:: Records for the task ::

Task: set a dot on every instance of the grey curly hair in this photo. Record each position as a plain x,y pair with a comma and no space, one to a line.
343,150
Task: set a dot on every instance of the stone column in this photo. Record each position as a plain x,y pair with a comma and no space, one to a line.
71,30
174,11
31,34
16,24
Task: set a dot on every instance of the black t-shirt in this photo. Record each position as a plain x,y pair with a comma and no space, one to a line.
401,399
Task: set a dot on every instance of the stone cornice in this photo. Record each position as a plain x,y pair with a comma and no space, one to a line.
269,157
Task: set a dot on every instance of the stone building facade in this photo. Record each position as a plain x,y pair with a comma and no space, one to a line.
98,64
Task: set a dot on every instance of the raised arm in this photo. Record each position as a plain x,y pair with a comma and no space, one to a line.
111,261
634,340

:::

# Objective
Return every one of the records above word for word, in the same order and with no changes.

# Exercise response
Task: set a dot on every instance of the grey curly hair in this photo. Record each position as a plain x,y pair with a comma and no space, one to a line.
343,150
Task: set a dot on every instance of the stone column in this photo. Record each position as a plain x,y pair with a comma and no space, one to a line.
71,30
174,11
31,34
16,24
Task: set a dot on every instance of the black t-shirt in this photo. Record each position as a plain x,y pair with a comma and no space, one to a line.
401,399
Task: set a dot on every instance of the stone cornice in this photo. Record each position as a plain x,y pair with a comma and no space, one to a line.
269,157
Task: set a dot on every instance of the stone building facade in this photo. Record each position as a plain x,y pair with a comma and no space, one to a line.
98,64
Task: set a dot on every instance of the raised arm in this photo. Record each position as a plain x,y pair with a comma and no space, one to a line.
111,261
634,340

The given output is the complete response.